Segment Start: Material for this exercise
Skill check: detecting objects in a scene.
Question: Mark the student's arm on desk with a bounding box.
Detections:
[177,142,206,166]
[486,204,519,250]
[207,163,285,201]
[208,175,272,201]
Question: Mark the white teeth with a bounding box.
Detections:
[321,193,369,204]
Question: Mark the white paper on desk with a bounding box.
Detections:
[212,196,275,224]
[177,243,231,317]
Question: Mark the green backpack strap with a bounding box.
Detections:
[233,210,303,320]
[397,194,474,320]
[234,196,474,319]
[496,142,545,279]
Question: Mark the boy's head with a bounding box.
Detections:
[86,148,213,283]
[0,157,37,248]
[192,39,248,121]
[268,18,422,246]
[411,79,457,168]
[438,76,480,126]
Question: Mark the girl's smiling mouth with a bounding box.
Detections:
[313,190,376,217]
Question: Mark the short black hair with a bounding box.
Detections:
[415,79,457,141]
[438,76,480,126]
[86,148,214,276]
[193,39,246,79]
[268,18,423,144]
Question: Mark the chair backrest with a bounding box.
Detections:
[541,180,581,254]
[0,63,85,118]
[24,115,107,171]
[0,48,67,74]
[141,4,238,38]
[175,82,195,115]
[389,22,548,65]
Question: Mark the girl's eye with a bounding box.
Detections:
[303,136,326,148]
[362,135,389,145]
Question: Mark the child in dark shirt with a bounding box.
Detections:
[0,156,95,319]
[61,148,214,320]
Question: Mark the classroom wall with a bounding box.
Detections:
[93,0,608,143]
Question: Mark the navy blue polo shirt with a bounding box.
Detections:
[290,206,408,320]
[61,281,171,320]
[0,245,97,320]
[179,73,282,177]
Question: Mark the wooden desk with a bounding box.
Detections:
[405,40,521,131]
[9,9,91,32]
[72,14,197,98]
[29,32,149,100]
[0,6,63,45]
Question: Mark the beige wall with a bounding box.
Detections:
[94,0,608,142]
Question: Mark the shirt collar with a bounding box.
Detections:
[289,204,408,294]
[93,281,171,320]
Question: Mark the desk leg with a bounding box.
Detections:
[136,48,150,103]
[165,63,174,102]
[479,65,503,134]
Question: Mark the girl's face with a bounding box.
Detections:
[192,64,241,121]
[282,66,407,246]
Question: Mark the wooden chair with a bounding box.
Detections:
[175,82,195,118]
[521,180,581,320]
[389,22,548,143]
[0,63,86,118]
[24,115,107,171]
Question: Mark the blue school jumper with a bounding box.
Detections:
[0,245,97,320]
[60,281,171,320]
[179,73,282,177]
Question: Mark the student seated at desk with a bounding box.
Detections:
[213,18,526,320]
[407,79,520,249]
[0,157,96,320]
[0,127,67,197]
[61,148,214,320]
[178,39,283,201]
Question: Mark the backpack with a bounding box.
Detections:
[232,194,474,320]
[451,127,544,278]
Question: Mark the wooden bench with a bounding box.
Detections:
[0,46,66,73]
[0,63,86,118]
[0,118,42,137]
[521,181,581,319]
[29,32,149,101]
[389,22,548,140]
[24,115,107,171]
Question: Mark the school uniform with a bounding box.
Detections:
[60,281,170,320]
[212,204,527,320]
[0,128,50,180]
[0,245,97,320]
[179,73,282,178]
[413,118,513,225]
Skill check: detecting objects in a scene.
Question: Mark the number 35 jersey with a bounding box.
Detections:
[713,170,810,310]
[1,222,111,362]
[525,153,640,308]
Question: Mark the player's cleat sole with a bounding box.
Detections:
Segment End: Material for this exercise
§ Work required: Return, from the entries, each line that holds "chair".

§ Response box:
Question: Mark the chair backrest with a bounding box.
Question: Mark the wooden chair with a bounding box.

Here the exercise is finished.